*** Block opens ***

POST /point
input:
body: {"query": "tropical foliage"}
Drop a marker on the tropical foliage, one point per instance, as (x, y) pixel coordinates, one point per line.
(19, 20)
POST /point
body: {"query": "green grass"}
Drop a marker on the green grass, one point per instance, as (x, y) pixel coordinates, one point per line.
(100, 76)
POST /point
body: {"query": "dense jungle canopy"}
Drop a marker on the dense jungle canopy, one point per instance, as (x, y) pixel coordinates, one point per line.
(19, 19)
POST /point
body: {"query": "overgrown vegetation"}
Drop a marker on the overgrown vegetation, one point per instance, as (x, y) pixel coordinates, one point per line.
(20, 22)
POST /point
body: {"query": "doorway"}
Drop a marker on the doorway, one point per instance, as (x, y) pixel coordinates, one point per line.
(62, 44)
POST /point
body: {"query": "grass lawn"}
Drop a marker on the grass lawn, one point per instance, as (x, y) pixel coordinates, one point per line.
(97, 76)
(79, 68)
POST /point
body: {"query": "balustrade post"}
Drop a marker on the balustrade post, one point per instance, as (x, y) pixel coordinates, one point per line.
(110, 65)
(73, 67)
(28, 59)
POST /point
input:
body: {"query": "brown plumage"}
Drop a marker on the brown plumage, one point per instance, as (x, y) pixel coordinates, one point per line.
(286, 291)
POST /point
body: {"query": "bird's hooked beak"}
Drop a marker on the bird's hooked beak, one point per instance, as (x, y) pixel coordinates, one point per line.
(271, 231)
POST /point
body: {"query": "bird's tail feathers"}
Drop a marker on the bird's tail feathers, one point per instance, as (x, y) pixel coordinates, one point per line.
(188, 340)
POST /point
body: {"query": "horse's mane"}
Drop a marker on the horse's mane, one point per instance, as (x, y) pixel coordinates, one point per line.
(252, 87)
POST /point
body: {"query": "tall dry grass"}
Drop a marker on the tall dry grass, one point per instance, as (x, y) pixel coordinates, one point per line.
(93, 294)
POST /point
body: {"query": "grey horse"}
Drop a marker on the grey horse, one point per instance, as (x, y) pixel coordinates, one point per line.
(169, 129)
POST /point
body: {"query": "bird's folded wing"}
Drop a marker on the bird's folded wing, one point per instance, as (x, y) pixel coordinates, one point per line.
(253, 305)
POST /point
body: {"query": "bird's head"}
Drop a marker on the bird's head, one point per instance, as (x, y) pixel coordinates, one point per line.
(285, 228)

*** Block closes ***

**Exercise description:** The answer must be an exact transcription of every record above.

**Reply to the task:**
POST /point
input:
body: {"query": "tropical foliage"}
Drop a marker on the tropical foliage, one point per instance, as (x, y) pixel coordinates, one point per line.
(19, 20)
POST /point
body: {"query": "green grass"}
Drop a marker on the green grass, one point per instance, as (x, y) pixel coordinates, one point per line.
(100, 76)
POST /point
body: {"query": "dense jungle canopy"}
Drop a marker on the dense jungle canopy, one point per instance, as (x, y) pixel coordinates, one point per line.
(19, 19)
POST /point
body: {"query": "overgrown vegetation"}
Drop a marker on the overgrown vegetation, one point per instance, as (x, y) pixel coordinates, one point per line.
(20, 22)
POST /point
body: {"query": "doorway"}
Drop a marker on the doorway, one point per instance, as (x, y) pixel coordinates, one point per line.
(62, 44)
POST /point
body: {"query": "grass lawn"}
Drop a marker on the grass lawn, one point per instance, as (x, y) pixel coordinates, one point per line.
(97, 76)
(79, 68)
POST /point
body: {"query": "balustrade post"}
Drop a marker on the balustrade post, one point per instance, as (x, y) pixel coordinates, one point per line.
(110, 65)
(73, 67)
(28, 59)
POST /point
input:
body: {"query": "brown plumage"}
Drop a marker on the brown plumage, one point per instance, as (x, y) pixel coordinates, one point per line.
(286, 291)
POST /point
body: {"query": "bird's hooked beak"}
Drop a marker on the bird's hooked beak, one point per instance, as (x, y) pixel coordinates, one point per line.
(271, 231)
POST /point
body: {"query": "bird's tail feathers"}
Drop a marker on the bird's tail feathers, one point per instance, as (x, y) pixel coordinates, one point per line.
(188, 340)
POST /point
body: {"query": "horse's mane"}
Drop a marker on the horse's mane, one point per instance, as (x, y) pixel coordinates, one point per line.
(252, 87)
POST /point
body: {"query": "tall dry grass"}
Drop a marker on the tall dry grass, one point per instance, as (x, y) pixel coordinates, one point per line.
(93, 294)
POST /point
body: {"query": "grey horse"}
Drop a marker on the grey horse, one point per instance, as (x, y) pixel coordinates, one point per line.
(169, 129)
POST /point
body: {"query": "bird's folded wing"}
Drop a marker on the bird's folded wing, one point per instance, as (x, y) pixel coordinates, one point per line.
(253, 305)
POST /point
body: {"query": "bird's head"}
Drop a marker on the bird's head, one point per instance, as (x, y) pixel coordinates, one point per line.
(285, 228)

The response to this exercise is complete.